▶ [WHAT YOU ARE ASKED TO DO]:
An exact copy of every record is needed.

______

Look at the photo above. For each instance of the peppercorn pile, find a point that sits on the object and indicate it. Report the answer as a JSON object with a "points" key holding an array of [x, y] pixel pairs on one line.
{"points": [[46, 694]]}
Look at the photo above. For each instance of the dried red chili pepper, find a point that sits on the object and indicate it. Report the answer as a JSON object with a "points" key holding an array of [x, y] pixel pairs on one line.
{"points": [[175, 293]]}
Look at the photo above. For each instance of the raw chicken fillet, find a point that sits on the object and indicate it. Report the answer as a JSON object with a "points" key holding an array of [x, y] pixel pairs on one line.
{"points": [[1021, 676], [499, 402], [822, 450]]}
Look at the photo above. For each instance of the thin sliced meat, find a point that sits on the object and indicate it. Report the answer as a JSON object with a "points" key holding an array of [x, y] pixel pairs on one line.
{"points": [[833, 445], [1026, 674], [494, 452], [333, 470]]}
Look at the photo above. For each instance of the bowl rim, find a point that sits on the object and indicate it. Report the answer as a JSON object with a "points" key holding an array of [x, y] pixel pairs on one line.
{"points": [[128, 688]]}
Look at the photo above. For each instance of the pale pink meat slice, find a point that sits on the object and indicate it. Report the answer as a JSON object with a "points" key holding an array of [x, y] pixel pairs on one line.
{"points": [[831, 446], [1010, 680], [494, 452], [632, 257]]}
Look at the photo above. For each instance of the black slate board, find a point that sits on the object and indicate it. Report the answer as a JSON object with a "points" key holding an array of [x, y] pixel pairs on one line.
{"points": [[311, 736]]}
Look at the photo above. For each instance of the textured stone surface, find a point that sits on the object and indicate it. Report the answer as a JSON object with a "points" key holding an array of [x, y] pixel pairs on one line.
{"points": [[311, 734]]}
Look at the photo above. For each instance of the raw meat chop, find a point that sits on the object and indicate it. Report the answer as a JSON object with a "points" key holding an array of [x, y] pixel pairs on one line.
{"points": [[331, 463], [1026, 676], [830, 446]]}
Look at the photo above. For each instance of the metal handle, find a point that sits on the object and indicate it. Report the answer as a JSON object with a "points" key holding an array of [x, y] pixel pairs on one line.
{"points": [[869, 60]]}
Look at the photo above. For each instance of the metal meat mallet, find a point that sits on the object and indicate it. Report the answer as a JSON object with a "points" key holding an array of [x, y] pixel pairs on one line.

______

▶ [SOLVED EXERCISE]:
Look at the photo above. For each instance of the peppercorn pile, find a point that sits on the object and indicate it. Report the answer as a JSON object with a "points" key holding an array of [x, y] pixel pairs on one line.
{"points": [[46, 694]]}
Look at the photo above. For each instance of the dried red chili pepper, find a point that sits on the object and indicate it. Report the answer as a JSON object with a "points" key holding an array of [x, y] pixel pairs on one line.
{"points": [[175, 293]]}
Look at the photo above. For each instance of the raw chicken fillet, find a point that sits on the object and indicate it. Report the answer as a JSON object with a "points" key holding an array of [x, y] pixel pairs on one line.
{"points": [[1021, 676], [499, 402], [822, 450]]}
Look at the photo above. For each instance of the thin sliced meat, find a point that sits on the object and indicate it. Report the answer as a JSON object with a "points" key holding an array of [x, y] pixel pairs on one line.
{"points": [[833, 445], [1026, 674], [494, 452], [333, 470]]}
Look at the photo above. For each instance of the bowl rim, find a point that sits on the object and indicate it. Report the answer as a JSON object with a "points" key holding an array of [x, y] pixel pairs on one line.
{"points": [[128, 688]]}
Look at the photo above. For each instance of the pale pink meat slice, find a point that sits on the object and indicate it. Report the answer as a JSON object with a "points" key holding an array of [x, y] pixel pairs on one line.
{"points": [[831, 446], [1010, 680], [494, 452], [632, 257]]}
Look at the photo above. For each instance of the black slate board, find a point that sits on the object and indicate it. Report the answer as a JSON object with a "points" key holding an array of [x, y] pixel pairs on one line.
{"points": [[311, 736]]}
Look at the photo above. For each instance of the textured stone surface, find a point that sits on the object and indicate it. Report the answer as a JSON object with a "points" key holding an array of [x, y] pixel pairs on one line.
{"points": [[311, 734]]}
Look at the photo above. For each instance of the raw meat chop, find a point that sits on the object and indicate it. Report the answer as a JSON object with a "points" key holding an array of [x, y] pixel pairs on one line.
{"points": [[331, 463], [1026, 676], [830, 446]]}
Look at the photo above. For each instance of the metal handle, find a point that sits on the object and indicate it. Report the answer as a JSON object with a "points" key holding an array of [x, y] pixel pairs on one line.
{"points": [[869, 60]]}
Look at the photo above. For each instance of the metal meat mallet, find a point that sits on the object and indicate it. Report the answer as a JSON object with a "points" key holding an array of [x, y] pixel pairs on one line.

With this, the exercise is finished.